PROBLEM DESCRIPTION
Return only the lines running from the top of the entries to the line with "# test: point out the white cloud, one", inclusive, exactly as written.

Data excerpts
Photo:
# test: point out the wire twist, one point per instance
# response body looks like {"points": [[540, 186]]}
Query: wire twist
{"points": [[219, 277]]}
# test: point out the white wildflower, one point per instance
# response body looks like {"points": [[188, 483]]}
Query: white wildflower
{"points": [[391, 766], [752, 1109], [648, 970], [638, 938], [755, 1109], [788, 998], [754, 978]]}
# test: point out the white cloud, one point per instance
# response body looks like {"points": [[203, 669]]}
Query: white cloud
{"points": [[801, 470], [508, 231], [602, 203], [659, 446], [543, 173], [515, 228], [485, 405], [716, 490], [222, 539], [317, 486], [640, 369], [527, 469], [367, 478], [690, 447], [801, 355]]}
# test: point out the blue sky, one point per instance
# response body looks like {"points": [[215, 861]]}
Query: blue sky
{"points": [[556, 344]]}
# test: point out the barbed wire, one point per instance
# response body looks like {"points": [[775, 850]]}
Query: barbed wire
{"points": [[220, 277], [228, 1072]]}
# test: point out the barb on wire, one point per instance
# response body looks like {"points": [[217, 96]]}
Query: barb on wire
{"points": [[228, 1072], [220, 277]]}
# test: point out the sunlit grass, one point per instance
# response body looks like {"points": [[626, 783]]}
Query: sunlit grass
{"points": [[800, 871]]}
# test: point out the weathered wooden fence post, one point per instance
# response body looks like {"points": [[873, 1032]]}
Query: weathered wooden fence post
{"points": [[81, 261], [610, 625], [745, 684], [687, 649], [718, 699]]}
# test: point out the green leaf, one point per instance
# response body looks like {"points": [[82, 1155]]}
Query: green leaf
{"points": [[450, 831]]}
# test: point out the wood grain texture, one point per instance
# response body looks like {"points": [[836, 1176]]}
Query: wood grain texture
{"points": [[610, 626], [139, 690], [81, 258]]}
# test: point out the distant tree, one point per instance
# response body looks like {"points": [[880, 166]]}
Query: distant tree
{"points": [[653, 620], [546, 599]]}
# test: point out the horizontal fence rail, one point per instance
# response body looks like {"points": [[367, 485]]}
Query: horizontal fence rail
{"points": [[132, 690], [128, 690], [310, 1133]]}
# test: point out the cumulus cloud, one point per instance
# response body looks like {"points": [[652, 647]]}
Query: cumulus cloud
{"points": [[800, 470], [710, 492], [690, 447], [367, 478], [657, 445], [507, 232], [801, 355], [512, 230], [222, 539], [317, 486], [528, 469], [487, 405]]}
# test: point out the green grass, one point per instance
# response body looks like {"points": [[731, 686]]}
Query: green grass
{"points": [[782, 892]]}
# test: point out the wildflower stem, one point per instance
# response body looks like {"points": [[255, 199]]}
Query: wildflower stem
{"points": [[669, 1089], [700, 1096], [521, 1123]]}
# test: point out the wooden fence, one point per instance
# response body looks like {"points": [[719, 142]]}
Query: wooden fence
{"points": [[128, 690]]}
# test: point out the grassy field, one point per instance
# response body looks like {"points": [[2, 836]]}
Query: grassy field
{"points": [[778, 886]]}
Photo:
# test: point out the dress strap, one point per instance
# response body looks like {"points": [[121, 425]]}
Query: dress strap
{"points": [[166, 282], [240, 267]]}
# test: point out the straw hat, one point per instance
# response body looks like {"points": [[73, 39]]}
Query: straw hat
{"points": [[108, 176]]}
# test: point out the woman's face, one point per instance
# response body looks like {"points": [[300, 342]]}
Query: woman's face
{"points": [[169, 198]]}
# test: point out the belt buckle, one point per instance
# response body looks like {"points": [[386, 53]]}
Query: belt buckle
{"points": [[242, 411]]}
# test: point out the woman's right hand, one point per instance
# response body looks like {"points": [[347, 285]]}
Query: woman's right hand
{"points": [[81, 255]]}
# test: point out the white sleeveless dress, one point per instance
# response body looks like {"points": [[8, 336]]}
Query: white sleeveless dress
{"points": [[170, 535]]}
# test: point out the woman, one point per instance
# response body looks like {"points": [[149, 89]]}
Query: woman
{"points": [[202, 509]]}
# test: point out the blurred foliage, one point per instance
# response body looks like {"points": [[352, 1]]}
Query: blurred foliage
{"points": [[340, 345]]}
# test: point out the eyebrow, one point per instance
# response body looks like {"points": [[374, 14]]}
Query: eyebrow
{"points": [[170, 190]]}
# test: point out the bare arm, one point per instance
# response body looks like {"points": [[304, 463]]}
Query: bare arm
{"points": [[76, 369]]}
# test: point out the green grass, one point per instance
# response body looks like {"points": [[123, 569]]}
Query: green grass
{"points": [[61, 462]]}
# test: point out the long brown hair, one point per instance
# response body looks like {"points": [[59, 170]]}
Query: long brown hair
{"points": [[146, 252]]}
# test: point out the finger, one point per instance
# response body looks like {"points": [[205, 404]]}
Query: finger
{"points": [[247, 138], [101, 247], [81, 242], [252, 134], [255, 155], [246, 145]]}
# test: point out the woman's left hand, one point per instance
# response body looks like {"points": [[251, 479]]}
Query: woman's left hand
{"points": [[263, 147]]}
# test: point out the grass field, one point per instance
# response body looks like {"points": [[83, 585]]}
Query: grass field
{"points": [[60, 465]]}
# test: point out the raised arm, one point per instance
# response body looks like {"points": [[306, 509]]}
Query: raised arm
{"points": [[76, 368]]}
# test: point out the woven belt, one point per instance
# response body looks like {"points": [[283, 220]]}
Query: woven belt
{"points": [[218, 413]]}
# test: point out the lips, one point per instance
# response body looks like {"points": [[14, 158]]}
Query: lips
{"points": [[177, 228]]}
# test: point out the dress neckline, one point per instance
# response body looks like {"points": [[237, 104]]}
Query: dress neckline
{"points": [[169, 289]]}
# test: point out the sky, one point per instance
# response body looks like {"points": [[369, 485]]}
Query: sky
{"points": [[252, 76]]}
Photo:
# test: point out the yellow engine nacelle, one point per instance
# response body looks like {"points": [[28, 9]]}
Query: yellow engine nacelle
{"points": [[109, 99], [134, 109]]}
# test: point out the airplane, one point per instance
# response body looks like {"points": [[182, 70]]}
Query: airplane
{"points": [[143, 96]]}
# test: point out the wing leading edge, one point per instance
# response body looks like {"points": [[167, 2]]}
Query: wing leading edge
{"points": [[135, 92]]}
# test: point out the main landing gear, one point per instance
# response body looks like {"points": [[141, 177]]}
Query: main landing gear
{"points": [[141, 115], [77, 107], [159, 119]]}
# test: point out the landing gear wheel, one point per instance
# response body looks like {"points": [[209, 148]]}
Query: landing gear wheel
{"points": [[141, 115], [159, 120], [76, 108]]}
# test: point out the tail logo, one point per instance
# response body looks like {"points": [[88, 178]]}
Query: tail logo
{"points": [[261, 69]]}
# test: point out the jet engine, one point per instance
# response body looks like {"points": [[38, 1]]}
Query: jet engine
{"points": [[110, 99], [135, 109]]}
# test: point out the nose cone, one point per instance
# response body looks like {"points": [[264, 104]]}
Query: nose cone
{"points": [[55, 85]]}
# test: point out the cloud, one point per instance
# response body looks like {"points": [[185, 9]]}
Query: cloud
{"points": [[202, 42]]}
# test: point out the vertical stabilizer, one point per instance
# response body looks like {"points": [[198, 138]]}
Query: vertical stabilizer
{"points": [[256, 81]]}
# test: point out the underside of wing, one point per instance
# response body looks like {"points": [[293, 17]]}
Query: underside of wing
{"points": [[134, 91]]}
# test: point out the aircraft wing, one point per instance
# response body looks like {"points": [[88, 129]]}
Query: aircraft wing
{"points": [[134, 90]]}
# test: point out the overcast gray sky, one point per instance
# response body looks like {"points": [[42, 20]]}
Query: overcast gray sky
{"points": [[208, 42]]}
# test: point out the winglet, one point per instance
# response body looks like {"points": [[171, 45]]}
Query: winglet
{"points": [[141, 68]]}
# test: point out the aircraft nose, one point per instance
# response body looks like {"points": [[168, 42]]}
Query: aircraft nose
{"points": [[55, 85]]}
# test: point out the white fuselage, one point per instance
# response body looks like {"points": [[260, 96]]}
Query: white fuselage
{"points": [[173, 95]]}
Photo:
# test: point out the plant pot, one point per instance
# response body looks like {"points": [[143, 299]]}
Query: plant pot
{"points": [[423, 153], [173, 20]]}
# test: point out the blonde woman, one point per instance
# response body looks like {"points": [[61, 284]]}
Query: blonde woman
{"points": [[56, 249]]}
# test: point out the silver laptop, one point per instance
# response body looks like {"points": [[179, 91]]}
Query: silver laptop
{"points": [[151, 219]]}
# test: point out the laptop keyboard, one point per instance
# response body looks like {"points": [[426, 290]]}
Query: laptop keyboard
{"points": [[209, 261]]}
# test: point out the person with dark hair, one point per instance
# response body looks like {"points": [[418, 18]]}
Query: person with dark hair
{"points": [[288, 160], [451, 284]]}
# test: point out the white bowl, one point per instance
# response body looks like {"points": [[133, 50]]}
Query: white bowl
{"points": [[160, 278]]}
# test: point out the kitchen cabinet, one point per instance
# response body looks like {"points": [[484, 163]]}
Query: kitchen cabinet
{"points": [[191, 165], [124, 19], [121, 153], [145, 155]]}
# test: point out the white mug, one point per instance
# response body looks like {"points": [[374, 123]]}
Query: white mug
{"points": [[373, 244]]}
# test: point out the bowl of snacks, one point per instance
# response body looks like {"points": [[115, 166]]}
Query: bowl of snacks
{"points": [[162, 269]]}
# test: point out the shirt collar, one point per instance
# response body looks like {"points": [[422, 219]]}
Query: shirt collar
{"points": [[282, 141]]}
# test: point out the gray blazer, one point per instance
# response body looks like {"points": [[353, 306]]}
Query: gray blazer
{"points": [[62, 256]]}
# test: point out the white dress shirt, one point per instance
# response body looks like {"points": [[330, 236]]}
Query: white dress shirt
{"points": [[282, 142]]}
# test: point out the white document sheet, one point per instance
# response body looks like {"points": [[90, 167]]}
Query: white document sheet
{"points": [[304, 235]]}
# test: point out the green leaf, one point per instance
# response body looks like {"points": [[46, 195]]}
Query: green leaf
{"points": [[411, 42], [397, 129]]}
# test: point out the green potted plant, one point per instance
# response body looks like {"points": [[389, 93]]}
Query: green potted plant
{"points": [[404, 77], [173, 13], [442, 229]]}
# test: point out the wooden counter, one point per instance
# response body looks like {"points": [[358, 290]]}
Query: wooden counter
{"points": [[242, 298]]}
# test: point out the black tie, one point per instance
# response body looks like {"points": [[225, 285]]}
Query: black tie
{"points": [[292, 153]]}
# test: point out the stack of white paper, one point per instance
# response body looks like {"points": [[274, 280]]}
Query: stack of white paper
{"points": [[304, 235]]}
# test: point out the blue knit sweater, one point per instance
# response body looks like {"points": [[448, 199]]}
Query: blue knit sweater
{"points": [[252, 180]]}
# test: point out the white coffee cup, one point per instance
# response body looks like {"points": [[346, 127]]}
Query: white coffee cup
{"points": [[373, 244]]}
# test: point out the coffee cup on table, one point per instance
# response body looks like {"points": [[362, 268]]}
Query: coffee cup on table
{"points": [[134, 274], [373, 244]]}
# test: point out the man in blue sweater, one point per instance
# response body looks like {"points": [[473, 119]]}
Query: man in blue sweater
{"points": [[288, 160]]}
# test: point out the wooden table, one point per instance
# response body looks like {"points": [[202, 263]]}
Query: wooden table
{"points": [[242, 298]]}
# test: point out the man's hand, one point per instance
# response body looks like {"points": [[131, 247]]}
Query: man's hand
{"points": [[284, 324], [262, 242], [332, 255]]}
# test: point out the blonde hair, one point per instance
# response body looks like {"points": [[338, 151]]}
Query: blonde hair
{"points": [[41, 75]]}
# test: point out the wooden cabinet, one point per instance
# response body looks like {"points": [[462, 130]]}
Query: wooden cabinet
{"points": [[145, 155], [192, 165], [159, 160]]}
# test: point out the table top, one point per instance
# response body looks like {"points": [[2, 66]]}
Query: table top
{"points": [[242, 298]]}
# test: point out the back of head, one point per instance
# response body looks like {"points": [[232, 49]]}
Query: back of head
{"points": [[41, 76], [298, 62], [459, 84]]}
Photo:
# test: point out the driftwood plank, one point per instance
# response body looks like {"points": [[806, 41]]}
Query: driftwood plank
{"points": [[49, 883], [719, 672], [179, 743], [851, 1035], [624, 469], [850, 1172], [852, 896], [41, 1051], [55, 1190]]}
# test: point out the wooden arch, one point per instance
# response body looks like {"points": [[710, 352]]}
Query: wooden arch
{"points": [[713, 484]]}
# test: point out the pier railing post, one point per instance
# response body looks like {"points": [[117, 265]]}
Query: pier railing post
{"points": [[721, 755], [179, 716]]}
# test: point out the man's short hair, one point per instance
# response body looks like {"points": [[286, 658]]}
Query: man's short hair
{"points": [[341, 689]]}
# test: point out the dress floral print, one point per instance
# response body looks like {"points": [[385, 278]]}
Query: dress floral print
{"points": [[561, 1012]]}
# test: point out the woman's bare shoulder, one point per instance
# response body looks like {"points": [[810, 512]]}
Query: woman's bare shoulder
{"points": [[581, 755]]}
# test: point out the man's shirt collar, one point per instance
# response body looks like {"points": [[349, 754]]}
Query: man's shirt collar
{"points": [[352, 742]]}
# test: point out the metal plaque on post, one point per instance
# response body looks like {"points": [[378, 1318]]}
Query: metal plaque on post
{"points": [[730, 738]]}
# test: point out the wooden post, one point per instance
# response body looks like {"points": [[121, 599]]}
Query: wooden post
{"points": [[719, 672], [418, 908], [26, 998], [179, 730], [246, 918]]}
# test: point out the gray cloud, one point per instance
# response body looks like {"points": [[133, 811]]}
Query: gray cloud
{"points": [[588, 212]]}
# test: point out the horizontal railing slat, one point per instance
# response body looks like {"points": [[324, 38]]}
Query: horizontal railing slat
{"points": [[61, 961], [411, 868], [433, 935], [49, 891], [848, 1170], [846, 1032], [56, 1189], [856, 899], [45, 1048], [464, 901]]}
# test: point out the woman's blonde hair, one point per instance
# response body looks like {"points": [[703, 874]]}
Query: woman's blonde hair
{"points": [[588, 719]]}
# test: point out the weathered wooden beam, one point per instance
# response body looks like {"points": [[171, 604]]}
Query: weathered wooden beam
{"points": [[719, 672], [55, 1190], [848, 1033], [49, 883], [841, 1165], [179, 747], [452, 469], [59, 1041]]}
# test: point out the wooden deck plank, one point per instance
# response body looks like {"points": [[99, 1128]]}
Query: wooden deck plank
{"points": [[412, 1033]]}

OUTPUT FOR THIS EXERCISE
Photo:
# test: point out the wire twist, one point per instance
# response body looks like {"points": [[540, 186]]}
Query: wire twist
{"points": [[219, 277]]}
# test: point out the white wildflower, one point per instance
# response body looks like {"points": [[188, 483]]}
Query: white wildflower
{"points": [[391, 766], [752, 1109], [648, 970], [638, 938], [755, 1109], [788, 998], [754, 978]]}
# test: point out the white cloud, one point per instance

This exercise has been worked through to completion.